● **What to produce**:
Rewrite the lines from the one containing "Provide the location of each instance of the asphalt" through the last line, inclusive, changing "wooden spoon handle" to "metal spoon handle" and leaving everything else the same.

● **Input for this task**:
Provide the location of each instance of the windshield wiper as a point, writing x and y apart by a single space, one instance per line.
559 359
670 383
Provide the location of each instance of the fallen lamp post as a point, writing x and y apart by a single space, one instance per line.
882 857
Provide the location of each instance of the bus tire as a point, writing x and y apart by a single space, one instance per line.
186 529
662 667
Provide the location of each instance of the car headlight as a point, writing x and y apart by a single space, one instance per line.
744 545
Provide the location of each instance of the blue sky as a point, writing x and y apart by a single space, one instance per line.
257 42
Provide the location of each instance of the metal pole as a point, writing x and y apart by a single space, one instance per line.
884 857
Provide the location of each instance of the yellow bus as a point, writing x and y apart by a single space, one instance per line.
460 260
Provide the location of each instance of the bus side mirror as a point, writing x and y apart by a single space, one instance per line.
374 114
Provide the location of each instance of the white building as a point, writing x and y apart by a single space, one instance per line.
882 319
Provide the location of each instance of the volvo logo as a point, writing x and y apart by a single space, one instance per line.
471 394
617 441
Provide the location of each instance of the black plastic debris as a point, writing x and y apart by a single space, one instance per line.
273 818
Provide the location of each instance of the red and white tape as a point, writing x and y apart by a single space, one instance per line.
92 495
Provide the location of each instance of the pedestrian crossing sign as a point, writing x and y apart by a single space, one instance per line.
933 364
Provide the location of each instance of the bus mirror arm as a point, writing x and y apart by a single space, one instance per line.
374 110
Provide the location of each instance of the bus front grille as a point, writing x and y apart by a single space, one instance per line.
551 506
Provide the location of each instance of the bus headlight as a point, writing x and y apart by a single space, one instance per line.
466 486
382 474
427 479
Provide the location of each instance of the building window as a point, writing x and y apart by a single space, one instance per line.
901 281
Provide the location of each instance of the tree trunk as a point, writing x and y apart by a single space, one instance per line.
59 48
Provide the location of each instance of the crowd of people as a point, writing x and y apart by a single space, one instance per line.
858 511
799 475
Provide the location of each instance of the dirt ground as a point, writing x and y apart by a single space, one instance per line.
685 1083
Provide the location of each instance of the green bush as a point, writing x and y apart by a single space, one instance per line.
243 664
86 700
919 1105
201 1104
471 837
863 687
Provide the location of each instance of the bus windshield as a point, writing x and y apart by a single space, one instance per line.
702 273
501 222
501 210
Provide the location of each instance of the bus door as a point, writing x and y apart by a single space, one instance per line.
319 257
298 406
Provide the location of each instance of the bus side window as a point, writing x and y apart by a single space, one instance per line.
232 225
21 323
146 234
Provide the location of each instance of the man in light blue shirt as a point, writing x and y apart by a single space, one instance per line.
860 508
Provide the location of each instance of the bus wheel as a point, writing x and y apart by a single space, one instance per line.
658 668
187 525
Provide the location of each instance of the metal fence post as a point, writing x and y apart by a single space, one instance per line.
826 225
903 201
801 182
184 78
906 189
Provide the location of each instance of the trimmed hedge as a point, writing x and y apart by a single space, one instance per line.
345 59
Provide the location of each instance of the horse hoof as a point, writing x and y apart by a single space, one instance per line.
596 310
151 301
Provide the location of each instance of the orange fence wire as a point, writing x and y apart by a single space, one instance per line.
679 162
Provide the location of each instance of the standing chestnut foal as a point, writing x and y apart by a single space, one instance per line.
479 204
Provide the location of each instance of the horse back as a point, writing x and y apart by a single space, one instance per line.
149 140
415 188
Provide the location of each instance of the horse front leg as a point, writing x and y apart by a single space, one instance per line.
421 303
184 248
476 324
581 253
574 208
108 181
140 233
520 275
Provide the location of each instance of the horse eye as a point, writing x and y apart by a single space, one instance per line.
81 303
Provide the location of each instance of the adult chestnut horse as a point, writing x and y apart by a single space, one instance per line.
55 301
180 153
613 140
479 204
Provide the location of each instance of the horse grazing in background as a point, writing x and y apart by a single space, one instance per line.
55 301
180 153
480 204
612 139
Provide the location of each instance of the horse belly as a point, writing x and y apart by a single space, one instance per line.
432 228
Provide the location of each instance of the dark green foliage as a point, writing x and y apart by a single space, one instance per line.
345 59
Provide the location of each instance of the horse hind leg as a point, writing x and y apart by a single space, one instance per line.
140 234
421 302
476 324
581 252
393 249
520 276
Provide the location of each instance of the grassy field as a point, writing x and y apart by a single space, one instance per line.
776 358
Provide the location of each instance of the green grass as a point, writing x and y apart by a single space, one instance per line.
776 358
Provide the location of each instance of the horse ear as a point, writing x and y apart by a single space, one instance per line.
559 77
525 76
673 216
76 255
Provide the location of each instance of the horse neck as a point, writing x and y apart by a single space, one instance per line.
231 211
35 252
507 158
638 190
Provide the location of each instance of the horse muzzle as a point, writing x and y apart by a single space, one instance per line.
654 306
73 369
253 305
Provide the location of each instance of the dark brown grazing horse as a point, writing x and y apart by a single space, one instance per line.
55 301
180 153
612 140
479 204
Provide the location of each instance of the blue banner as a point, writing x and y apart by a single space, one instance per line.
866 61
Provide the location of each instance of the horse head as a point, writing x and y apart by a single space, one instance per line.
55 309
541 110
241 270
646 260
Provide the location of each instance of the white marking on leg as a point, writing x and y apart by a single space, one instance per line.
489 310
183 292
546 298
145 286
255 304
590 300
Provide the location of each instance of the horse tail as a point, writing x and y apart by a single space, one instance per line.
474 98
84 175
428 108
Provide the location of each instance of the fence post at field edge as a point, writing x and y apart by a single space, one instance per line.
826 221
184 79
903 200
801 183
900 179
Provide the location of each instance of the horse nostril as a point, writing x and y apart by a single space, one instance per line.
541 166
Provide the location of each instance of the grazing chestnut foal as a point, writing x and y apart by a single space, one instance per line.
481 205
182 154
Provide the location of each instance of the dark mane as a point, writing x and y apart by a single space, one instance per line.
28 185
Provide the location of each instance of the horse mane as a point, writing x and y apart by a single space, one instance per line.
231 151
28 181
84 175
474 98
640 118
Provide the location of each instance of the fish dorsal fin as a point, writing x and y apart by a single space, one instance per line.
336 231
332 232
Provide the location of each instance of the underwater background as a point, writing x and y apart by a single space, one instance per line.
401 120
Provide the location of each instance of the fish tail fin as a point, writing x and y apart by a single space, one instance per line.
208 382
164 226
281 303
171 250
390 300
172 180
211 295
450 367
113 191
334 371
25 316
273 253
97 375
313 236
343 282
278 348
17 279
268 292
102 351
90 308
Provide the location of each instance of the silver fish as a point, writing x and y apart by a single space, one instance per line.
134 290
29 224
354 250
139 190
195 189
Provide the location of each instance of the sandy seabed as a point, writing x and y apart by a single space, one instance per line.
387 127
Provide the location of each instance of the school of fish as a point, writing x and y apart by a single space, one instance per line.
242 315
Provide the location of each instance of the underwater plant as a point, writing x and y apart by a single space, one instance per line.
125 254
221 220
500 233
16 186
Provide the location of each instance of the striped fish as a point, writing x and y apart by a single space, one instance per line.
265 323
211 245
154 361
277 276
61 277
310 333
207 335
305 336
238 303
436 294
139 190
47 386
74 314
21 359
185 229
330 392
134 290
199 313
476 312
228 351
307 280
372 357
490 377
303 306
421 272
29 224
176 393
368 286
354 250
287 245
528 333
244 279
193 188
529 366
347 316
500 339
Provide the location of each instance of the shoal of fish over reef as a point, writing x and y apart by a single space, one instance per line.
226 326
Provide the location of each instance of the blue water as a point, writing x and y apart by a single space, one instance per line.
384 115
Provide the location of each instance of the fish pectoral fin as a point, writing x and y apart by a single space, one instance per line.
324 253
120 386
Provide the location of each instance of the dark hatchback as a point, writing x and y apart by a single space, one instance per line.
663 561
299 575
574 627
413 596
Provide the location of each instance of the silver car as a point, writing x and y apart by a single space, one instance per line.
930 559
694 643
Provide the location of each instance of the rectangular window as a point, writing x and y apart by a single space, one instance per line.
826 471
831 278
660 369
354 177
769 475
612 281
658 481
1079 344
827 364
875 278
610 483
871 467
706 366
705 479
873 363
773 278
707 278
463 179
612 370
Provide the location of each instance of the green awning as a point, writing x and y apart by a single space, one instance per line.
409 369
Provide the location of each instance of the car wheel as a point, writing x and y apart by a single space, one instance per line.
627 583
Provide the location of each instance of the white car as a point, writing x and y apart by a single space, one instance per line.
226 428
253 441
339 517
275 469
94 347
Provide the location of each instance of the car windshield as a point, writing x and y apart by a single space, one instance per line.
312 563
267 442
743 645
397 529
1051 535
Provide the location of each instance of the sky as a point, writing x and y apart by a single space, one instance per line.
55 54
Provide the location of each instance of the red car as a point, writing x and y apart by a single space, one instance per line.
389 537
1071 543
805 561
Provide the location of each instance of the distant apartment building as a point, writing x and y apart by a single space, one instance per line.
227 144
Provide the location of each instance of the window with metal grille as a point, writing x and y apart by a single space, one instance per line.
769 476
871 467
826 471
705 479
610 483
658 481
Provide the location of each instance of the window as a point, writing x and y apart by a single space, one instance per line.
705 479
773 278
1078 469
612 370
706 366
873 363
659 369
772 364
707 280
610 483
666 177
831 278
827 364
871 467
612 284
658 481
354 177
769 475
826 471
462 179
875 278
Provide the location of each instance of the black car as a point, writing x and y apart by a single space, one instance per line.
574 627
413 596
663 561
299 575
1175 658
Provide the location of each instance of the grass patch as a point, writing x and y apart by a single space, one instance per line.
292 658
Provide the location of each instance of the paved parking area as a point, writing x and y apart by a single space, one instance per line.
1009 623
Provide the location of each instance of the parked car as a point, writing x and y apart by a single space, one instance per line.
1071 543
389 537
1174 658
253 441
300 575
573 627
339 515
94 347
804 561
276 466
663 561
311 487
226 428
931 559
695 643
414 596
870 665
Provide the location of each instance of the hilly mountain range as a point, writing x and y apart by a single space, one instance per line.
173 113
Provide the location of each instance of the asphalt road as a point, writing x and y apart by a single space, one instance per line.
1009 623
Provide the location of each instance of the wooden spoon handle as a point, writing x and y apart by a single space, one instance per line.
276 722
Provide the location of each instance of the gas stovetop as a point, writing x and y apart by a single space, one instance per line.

● **Full solution**:
Provide the location of each instance of the asphalt road as a point, writing x and y apart by a single space, one instance per line.
1009 623
Provide the location of each instance of the metal spoon handle as a point, writing x and y apart by a single space, one instance per line.
276 722
Provide the location of each instance of the gas stovetop as a point, writing x and y apart by a single space, one instance per line.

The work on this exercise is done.